BEGIN Supplied data

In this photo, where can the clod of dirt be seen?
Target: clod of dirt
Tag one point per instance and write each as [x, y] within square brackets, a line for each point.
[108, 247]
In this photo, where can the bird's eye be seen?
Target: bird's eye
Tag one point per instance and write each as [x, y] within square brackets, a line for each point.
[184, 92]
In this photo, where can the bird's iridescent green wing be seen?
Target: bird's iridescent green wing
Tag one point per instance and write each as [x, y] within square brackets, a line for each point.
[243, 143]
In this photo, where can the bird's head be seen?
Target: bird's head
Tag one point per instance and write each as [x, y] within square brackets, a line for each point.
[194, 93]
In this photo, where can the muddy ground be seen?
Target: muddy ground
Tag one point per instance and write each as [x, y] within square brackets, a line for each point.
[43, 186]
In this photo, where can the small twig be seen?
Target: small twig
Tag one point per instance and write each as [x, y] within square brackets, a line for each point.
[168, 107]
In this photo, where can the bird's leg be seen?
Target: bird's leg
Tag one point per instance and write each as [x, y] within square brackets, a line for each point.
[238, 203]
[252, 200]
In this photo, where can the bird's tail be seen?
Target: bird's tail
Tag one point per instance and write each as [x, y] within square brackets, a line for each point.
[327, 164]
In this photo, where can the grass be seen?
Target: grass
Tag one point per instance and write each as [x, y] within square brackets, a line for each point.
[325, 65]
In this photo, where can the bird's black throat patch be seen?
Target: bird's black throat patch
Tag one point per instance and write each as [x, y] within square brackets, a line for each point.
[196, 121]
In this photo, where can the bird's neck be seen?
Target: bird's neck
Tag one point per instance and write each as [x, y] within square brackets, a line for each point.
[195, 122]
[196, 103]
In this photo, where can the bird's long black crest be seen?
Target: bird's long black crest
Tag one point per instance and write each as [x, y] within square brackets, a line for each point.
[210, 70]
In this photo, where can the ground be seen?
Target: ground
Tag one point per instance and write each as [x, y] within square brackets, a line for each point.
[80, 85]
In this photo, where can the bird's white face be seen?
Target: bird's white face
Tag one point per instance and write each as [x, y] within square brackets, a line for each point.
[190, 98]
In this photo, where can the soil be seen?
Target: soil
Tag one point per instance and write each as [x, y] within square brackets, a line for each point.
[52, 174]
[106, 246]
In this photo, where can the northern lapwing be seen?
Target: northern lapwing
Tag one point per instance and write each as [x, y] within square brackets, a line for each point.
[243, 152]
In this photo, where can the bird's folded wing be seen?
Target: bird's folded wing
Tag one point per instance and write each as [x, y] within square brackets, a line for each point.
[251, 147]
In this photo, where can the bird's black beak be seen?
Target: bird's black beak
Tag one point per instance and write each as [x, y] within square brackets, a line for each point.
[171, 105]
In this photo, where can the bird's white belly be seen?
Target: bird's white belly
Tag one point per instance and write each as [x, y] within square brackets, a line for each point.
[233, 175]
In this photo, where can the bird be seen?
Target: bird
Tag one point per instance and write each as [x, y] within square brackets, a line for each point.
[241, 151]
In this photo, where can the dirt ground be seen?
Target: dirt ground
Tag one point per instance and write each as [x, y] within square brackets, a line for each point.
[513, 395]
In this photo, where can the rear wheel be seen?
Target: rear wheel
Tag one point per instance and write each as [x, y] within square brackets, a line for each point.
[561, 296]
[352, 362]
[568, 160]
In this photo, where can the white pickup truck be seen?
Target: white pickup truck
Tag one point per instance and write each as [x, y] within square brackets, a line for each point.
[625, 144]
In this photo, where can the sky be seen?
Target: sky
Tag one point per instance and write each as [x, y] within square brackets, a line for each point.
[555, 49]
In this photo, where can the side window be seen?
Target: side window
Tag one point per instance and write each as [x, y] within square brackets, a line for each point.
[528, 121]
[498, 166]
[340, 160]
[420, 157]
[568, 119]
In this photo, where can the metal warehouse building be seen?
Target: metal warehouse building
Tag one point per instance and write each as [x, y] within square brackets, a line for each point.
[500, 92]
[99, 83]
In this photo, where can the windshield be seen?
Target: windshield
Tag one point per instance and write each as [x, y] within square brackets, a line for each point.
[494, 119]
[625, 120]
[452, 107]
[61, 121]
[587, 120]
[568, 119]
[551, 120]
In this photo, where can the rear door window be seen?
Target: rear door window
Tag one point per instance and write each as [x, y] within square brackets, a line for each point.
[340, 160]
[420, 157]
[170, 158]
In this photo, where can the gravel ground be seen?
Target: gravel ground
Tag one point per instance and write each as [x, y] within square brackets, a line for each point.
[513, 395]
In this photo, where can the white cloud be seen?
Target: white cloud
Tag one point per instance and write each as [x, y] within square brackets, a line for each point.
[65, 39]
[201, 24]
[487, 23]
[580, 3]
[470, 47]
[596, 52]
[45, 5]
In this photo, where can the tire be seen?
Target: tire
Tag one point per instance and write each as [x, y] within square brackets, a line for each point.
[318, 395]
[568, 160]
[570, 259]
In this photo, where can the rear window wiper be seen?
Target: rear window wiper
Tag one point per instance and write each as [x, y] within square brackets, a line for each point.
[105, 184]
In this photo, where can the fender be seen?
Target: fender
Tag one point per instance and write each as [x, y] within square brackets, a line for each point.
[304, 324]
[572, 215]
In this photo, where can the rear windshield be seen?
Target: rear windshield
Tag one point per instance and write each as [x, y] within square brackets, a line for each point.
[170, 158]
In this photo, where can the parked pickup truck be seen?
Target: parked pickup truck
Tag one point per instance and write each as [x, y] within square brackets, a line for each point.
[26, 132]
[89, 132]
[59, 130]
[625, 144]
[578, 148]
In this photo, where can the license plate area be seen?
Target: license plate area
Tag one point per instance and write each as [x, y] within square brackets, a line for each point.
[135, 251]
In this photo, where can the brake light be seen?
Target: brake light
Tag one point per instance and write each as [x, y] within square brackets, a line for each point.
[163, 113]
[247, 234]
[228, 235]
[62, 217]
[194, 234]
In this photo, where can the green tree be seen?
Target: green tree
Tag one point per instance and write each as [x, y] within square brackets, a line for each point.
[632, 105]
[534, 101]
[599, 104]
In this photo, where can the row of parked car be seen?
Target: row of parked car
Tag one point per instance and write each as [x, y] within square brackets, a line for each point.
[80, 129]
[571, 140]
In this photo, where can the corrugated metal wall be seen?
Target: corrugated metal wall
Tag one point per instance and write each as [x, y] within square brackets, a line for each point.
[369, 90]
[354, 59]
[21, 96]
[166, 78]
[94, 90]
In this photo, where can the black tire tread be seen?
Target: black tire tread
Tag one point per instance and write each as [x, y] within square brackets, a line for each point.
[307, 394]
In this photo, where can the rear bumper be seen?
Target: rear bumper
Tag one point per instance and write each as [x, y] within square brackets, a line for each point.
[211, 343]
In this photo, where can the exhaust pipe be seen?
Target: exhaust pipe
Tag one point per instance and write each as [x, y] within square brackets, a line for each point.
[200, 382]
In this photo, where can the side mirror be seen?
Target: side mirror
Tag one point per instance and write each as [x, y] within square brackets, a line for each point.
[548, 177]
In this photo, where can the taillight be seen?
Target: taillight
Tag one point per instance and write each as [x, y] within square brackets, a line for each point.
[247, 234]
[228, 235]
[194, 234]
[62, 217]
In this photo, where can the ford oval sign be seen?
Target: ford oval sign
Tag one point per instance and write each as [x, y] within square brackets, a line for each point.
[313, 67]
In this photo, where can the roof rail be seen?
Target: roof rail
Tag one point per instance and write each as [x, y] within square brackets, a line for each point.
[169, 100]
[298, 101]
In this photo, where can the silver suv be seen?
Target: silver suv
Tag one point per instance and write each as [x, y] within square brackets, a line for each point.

END Supplied data

§ **Requirement**: The answer must be every line from the entries above that holds the string "muddy".

§ **Finished task**:
In this photo, where can the muddy ground be seen?
Target: muddy ground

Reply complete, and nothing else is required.